- _PROVIDED PASSAGE_
■ ■ ■

The Bishops spoke out “Dear Kenyans, due to the direction the debate on the ongoing Tetanus Vaccine campaign in Kenya is taking, we, the Catholic Bishops, in fulfilling our prophetic role, wish to restate our position as follows: … we are shocked at the level of dishonesty and casual manner in which such a serious issue is being handled by the government…we shall not waver in calling upon all Kenyans to avoid the tetanus vaccination campaign laced with Beta-HCG, because we are convinced that it is indeed a disguised population control programme.”

Catholic Kenya reminds the world that sterilisation – not to talk of forced sterilisation - is a crime against human dignity and freedom of conscience. Not only Christian anthropology is against this practice. In traditional Africa, a woman’s fertility is considered so sacred that without it there is no woman.

■ ■ ■

- _DATA FOR REVIEW_
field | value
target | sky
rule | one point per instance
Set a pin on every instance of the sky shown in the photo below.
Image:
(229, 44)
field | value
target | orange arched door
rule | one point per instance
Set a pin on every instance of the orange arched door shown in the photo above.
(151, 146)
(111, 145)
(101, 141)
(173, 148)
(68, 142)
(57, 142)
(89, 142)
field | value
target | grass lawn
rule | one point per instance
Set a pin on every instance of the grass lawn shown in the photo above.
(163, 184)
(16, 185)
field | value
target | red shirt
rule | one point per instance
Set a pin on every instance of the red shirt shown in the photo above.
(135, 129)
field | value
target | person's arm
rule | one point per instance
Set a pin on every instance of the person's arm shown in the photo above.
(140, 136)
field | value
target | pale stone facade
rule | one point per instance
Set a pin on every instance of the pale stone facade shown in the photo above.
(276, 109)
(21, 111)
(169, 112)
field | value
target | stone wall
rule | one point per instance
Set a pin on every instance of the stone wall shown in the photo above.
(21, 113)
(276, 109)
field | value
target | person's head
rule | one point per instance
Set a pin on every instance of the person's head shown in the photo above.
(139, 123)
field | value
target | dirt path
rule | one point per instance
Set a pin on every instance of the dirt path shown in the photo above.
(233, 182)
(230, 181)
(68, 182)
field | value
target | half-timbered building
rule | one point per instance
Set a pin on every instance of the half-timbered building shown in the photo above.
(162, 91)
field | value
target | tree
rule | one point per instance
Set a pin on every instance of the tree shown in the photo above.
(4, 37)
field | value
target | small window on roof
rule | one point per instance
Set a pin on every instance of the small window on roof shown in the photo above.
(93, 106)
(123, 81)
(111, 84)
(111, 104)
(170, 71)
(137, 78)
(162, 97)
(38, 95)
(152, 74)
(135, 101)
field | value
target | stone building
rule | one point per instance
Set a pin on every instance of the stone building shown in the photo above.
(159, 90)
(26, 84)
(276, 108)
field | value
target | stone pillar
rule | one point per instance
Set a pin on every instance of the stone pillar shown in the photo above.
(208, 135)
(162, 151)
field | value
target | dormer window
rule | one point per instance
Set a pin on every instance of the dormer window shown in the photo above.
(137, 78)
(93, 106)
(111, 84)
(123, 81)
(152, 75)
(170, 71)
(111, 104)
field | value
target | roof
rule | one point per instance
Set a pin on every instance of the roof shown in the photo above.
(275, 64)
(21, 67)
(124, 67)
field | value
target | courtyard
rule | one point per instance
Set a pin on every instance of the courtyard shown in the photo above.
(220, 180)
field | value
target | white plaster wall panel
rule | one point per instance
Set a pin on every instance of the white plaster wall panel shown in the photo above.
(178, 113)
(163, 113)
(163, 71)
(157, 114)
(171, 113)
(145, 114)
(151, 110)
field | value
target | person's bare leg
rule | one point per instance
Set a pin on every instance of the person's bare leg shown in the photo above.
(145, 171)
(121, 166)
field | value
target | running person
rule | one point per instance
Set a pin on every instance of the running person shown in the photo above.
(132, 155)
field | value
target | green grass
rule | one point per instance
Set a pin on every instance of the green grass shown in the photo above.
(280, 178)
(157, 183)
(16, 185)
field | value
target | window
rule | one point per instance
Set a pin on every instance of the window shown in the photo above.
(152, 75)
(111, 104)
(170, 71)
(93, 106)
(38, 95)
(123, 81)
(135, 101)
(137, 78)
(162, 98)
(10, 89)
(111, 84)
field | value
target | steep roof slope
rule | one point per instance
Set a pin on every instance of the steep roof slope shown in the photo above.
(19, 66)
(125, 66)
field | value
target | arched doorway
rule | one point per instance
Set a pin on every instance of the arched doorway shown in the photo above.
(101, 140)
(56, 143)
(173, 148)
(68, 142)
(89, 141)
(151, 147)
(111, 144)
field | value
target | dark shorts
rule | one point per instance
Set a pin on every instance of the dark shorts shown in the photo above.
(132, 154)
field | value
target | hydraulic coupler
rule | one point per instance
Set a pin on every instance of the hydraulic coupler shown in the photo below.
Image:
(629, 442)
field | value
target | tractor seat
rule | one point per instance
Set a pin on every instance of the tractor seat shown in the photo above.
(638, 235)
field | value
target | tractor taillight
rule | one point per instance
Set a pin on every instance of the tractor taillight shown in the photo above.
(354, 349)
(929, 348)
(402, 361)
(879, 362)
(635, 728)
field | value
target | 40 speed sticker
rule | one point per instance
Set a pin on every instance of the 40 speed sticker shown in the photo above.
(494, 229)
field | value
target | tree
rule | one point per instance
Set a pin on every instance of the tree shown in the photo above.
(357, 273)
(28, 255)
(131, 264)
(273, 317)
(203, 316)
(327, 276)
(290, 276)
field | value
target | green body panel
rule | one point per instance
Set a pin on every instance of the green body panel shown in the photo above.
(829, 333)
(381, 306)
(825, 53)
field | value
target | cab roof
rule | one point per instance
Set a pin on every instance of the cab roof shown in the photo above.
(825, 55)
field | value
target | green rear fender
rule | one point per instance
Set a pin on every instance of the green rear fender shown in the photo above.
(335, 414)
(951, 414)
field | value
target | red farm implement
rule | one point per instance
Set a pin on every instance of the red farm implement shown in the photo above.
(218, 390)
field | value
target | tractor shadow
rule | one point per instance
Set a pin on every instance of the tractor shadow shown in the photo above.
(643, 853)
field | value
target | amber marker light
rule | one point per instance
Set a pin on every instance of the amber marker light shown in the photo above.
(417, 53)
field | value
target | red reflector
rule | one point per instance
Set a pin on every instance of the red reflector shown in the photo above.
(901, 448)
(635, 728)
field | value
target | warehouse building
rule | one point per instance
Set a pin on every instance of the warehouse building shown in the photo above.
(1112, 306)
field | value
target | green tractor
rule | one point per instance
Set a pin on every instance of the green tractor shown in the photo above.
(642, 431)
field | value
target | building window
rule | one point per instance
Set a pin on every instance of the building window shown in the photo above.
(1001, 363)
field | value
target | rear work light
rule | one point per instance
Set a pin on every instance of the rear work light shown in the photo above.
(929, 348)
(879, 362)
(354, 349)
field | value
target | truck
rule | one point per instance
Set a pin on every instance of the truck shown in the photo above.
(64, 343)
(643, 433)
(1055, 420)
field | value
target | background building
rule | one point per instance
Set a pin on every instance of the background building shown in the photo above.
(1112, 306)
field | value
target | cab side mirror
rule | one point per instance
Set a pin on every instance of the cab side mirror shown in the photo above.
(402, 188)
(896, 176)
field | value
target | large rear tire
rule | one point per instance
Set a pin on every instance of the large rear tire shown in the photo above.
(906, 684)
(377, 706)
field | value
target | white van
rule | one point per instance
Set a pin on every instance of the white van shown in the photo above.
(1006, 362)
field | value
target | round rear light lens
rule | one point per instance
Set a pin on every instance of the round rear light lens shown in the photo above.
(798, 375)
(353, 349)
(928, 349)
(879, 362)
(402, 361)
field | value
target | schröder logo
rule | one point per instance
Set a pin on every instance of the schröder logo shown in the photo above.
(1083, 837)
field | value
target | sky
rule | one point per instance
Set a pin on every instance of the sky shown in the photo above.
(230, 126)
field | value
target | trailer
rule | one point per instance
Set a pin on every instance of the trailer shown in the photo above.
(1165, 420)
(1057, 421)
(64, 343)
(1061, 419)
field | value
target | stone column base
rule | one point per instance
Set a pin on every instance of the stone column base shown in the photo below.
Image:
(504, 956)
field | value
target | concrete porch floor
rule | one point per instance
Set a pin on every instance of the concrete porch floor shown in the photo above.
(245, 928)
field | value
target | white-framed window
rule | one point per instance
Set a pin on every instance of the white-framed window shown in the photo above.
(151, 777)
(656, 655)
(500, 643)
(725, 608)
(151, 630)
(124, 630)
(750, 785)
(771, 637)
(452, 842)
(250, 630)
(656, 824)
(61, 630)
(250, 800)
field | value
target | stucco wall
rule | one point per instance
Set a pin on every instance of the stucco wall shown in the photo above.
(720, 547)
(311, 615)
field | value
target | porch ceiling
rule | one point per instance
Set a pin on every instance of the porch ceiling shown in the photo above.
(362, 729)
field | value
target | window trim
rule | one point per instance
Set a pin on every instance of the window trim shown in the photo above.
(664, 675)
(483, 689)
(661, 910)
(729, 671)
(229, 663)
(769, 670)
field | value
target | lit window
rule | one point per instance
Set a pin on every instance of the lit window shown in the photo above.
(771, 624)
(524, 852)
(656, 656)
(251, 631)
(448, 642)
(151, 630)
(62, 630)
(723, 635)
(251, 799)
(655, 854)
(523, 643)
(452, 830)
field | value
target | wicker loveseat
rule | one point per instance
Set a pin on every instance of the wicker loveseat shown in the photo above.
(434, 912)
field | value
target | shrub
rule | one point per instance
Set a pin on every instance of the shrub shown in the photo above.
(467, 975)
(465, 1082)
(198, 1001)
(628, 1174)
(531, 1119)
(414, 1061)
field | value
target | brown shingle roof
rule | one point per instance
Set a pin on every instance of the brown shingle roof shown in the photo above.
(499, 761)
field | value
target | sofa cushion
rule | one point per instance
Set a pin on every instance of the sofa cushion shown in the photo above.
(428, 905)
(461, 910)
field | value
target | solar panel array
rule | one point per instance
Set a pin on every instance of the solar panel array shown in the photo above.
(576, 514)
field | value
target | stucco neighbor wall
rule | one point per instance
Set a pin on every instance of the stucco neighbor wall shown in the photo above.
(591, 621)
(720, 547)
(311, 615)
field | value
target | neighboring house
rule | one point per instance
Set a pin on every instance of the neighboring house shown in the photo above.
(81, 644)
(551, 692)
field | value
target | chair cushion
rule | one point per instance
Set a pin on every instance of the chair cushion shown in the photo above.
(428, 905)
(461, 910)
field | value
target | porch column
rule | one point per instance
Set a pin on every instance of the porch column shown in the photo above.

■ ■ ■

- _ASSIGNMENT A_
Answer these from the passage on the Kenyan tetanus vaccine campaign:
(i) Who issued the statement quoted at the start?
(ii) With what substance is the vaccination campaign said to be laced?
(iii) How is a woman's fertility regarded in traditional Africa?
- _ASSIGNMENT B_
Write a continuation of the passage on the Kenyan tetanus vaccine campaign, starting after its last sentence.

- _RESPONSE A_
(i) The Catholic Bishops.
(ii) Beta-HCG.
(iii) As so sacred that without it there is no woman.

- _RESPONSE B_
If the Kenyan Bishop’s statement is true - as 27 Catholic bishops cannot sign a lie – the alleged perpetrators of this evil, that is, WHO and UNICEF and their Western sponsors, have committed an abomination hard to describe in Africa. Even in a typical western secular culture, clandestine sterilisation is a serious human rights violation, why then must they carry it out on the African continent?

In1990 Fr. Anthony Fontegh was murdered in cold blood for allegedly speaking out against similar questionable vaccines on young girls masterminded from abroad. Similar claims were made in 2004 during a Nigerian polio vaccine programme. We know too well that these blatant evils are being sponsored and launched by some Western agents, companies and states that care very little about human life in Africa.

This indicates that racism is still lurking in the world’s human family. Following the Ebola outbreak, thousands of deaths in Africa are simply handled as statistics, while the Western media reports one or two patients in America or Europe in their individual pain. This should be a cause for reflection to any African on how, in the 21st Century, some people still consider the humanity of Africans as a debatable topic.

Is it not sad that a small poor state like Cuba stands first, ethically, in providing help in tackling the Ebola plague in Africa while the “developed nations” are busy strengthening and caging up their borders to keep the poor-man’s disease from breaking their shores?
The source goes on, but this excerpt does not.